▸ YOUR INSTRUCTIONS:
Output each line of the items below as a Markdown table with two columns, Row for the row number and Line for the line itself, and skip blank lines. Don't include the pictures in your answer.

[Excerpt from a data file]
#####

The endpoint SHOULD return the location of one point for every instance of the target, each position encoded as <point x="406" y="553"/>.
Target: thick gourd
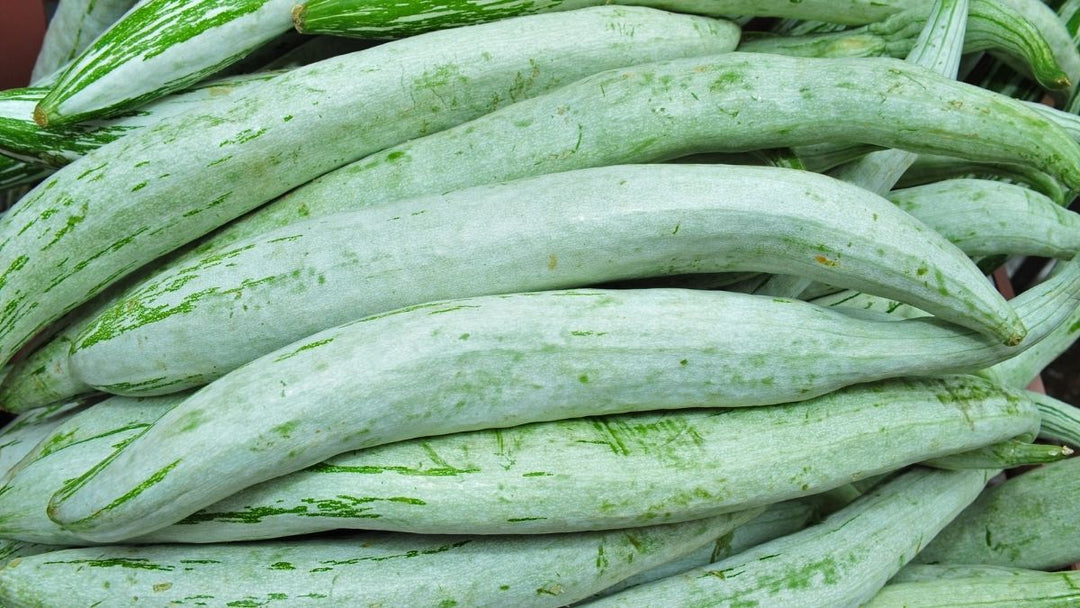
<point x="539" y="233"/>
<point x="620" y="471"/>
<point x="840" y="563"/>
<point x="358" y="569"/>
<point x="143" y="196"/>
<point x="501" y="361"/>
<point x="1028" y="522"/>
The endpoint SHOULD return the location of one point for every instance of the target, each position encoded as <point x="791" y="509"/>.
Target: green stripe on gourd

#####

▸ WRITTEN SOLUTION:
| Row | Line |
|---|---|
| 1 | The endpoint SHOULD return the location of one point for every instance of the target, each position encoded as <point x="406" y="553"/>. |
| 2 | Target: thick gourd |
| 3 | <point x="539" y="233"/> |
| 4 | <point x="620" y="471"/> |
| 5 | <point x="840" y="563"/> |
| 6 | <point x="358" y="569"/> |
| 7 | <point x="143" y="196"/> |
| 8 | <point x="501" y="361"/> |
| 9 | <point x="1028" y="522"/> |
| 10 | The endpoint SHOULD return the location of one point for every instance of the target, each position encoded as <point x="791" y="509"/>. |
| 11 | Target: green stripe on gourd |